Work instructions. The data must be written out once more, precisely as given.

Records shown.
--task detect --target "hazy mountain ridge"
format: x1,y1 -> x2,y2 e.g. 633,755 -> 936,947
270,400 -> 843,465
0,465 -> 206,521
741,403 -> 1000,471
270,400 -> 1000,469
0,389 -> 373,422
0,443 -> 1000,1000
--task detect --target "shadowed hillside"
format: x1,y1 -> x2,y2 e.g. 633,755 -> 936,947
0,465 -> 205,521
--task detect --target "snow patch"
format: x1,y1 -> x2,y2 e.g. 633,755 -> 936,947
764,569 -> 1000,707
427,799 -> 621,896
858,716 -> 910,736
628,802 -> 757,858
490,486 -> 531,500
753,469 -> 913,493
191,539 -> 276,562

Response.
--task detect --target "hazy mountain ridge"
format: x1,y1 -> x2,y2 e.g. 633,755 -> 936,947
270,400 -> 843,465
0,465 -> 206,521
741,403 -> 1000,471
270,400 -> 1000,469
0,389 -> 373,422
0,443 -> 1000,1000
--task detect --target "shadowed hillside"
format: x1,y1 -> x2,y2 e.g. 633,755 -> 936,947
0,465 -> 205,521
--task detect --target "snow patch"
format: x1,y1 -> x2,y2 e.g. 633,755 -> 936,947
764,569 -> 1000,707
427,799 -> 621,896
858,716 -> 910,736
628,802 -> 757,858
490,486 -> 531,500
753,469 -> 913,493
191,539 -> 276,562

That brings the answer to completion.